__Problem statement__
Can you copy every one of the following rows word for word, changing nothing?

--- start Excerpted records ---

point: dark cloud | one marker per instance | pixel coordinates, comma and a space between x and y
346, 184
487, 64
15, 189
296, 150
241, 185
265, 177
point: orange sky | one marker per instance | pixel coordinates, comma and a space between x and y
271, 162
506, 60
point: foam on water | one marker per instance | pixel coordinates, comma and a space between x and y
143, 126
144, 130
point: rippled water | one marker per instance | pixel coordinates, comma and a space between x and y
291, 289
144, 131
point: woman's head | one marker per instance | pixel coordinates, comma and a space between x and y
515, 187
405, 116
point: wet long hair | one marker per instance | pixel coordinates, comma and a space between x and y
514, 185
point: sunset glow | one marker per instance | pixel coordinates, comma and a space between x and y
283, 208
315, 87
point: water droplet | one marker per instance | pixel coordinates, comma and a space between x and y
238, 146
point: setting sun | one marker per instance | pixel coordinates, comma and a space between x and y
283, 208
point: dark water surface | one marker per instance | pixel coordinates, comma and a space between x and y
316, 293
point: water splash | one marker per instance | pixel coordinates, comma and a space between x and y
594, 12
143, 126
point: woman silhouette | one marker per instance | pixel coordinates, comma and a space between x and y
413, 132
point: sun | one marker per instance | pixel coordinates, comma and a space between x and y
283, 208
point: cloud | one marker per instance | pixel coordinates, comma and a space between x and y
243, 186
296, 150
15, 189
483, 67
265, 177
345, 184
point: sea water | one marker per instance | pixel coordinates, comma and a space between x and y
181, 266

--- end Excerpted records ---

__Finished task__
point: dark cloud | one marker per instance | pixel coordinates, comma and a space between x and y
346, 184
487, 64
15, 189
296, 150
241, 185
265, 177
point: orange sky | one marker per instance | pixel coordinates, comma and a space between x and y
271, 162
506, 60
point: foam on water | one marker per instance | pixel coordinates, comma and a space between x and y
143, 126
144, 130
point: rippled water | one marker per instance | pixel coordinates, comma and a space between x and y
291, 289
144, 131
point: woman's head | one marker per instance | pixel coordinates, comma and a space between x and y
515, 187
405, 116
point: wet long hair | one marker per instance | pixel coordinates, comma and a space between x and y
514, 185
point: sunset glow | one marker per instance | pixel coordinates, comma and a space between x and y
283, 208
315, 87
point: water droplet | one marker per instance | pixel coordinates, comma and a space between x and y
238, 146
point: setting sun | one marker per instance | pixel coordinates, comma and a space between x and y
283, 208
point: dark water surface | one marker per instance | pixel coordinates, comma and a space between x and y
316, 293
point: water splash | one marker per instance | pixel coordinates, comma and a space between x and y
594, 12
143, 126
point: woman silhouette | one marker per instance | pixel coordinates, comma and a space between x and y
413, 132
point: sun | one marker per instance | pixel coordinates, comma and a space between x and y
283, 208
point: cloud | one marker per instance | pixel coordinates, comma and a space between x and y
243, 186
296, 150
15, 189
483, 67
265, 177
345, 184
point: sea water | one marker per instance | pixel coordinates, comma and a space between x and y
181, 266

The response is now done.